(EXERCISE DIRECTIONS): Which of the rows below contain the word "blue"? Pick out each of those rows and copy it in full.

(DATA LISTING):
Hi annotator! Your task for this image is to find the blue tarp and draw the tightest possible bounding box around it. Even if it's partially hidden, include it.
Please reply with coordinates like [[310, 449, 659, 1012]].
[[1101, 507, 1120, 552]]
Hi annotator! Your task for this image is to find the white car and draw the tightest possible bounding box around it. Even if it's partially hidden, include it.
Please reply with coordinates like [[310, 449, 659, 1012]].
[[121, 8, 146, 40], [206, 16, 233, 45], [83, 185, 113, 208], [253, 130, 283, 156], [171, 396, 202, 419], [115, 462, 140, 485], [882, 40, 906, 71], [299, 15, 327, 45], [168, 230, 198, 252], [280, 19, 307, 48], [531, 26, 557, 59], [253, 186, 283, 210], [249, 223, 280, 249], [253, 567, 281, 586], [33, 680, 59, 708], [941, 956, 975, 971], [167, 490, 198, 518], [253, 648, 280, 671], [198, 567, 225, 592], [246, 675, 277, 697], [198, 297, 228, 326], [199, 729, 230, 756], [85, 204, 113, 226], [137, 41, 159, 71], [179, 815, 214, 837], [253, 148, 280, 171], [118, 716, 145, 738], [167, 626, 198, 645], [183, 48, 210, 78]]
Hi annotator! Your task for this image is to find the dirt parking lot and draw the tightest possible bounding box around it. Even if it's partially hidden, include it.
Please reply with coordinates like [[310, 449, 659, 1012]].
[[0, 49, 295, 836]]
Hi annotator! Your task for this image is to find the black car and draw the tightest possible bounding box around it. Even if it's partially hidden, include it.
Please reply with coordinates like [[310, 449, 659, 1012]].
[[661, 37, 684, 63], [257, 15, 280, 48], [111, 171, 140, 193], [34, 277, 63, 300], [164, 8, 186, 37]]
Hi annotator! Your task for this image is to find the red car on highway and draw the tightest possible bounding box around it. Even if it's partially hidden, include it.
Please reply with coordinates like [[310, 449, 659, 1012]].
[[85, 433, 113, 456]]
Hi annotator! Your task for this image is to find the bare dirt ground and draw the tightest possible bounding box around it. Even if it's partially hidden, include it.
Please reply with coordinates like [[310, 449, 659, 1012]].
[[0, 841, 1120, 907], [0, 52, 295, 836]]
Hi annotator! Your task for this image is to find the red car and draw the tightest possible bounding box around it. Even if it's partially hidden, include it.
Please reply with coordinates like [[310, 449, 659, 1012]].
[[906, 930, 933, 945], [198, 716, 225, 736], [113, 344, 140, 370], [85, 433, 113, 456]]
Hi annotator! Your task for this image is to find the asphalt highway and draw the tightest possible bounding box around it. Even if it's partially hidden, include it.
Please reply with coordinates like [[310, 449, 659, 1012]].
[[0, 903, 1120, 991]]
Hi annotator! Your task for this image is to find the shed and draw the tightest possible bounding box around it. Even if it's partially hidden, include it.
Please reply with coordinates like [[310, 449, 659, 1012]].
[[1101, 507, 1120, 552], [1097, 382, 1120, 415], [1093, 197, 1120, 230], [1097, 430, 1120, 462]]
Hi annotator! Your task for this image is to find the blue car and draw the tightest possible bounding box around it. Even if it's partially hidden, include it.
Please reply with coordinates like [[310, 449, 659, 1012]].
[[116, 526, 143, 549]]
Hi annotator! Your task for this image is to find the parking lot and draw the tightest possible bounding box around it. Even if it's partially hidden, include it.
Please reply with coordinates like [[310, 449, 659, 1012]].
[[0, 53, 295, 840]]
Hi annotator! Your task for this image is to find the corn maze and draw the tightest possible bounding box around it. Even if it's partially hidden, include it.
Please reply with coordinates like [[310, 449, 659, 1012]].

(SOLUTION TO THIS TASK):
Hi annotator! Your task for this image is to find the blue tarp and draw the tightest possible bounding box around it. Even if it's partially hidden, include it.
Hi annotator! Your task for this image is to find the blue car and draw the tightest possible bounding box around it. Even if it's partially hidden, include it.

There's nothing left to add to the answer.